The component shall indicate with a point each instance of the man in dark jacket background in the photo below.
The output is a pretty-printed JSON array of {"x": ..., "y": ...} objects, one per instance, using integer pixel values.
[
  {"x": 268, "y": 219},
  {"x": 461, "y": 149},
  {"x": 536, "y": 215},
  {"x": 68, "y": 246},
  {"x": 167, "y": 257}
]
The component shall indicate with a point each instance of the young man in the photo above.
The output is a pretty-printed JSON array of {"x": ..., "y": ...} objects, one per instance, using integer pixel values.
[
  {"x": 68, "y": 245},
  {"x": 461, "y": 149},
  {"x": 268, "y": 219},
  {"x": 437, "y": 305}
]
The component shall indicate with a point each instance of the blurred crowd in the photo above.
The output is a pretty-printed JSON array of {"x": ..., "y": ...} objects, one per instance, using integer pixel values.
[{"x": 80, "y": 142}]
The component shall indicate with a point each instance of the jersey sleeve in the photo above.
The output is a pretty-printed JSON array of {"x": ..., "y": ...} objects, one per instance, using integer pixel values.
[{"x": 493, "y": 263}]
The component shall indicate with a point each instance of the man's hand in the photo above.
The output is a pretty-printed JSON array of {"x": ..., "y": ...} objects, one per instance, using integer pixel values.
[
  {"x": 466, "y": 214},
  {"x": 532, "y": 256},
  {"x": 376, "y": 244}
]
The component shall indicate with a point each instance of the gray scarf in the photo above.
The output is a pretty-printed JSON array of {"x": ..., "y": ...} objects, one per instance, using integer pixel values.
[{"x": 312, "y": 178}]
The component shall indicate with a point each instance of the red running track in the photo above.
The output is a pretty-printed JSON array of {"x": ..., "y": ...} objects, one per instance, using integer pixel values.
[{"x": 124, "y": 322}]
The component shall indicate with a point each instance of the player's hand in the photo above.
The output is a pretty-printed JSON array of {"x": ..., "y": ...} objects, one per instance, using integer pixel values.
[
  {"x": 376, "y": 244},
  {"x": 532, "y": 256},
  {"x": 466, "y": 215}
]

What is asked: Reproduce all the items above in full, wording and answers alike. Multiply every x and y coordinate in the answers by 0.4 and round to the nearest whole number, with halves rounded up.

Expected output:
The component shall indicate with a point each instance of the man in dark jacket background in the photo below.
The output is a pretty-printed JSON array of {"x": ..., "y": ...} objects, one per instance, using integer pixel values.
[
  {"x": 107, "y": 88},
  {"x": 184, "y": 60},
  {"x": 214, "y": 86},
  {"x": 27, "y": 98},
  {"x": 67, "y": 103}
]
The component shall indicate with a point each instance of the young man in the photo above.
The output is a pretty-printed JSON array of {"x": ..., "y": ...} objects, one per instance, using integer pixel values.
[
  {"x": 27, "y": 98},
  {"x": 184, "y": 60},
  {"x": 107, "y": 88},
  {"x": 175, "y": 122}
]
The component shall indicate with a point each instance of the blurred crowd in the photo above.
The output is a pretty-printed JSON array of {"x": ..., "y": ...} objects, one per instance, using integer pixel values.
[{"x": 32, "y": 57}]
The component shall indicate with a point each instance of the jersey sleeve in the photo above.
The output is a pretty-printed JSON array of {"x": ..., "y": ...} objects, one per instance, using integer pixel values.
[{"x": 197, "y": 105}]
The component shall indicate with a point each instance of the man's hand in the photo above.
The output is a pretty-printed JSON array of {"x": ..., "y": ...} objects, one per instance, using integer pixel values.
[
  {"x": 186, "y": 86},
  {"x": 213, "y": 102},
  {"x": 150, "y": 98}
]
The component shall indicate with a point each instance of the gray scarf in the photo above.
The output is a pretty-printed JSON array of {"x": ..., "y": ...} objects, one per instance, using integer pixel values.
[{"x": 125, "y": 71}]
The component shall indicate with a point each instance of the red running track in the photo above.
The output is a pretty-printed JSON array of {"x": ..., "y": ...} objects, one per instance, using integer pixel values.
[{"x": 50, "y": 129}]
The component shall indicate with a point each instance of the player's hand in the photo above.
The output is a pretty-printed JSON array of {"x": ..., "y": ...} objects, one per instance, using integer pixel values.
[
  {"x": 150, "y": 98},
  {"x": 213, "y": 102},
  {"x": 186, "y": 86}
]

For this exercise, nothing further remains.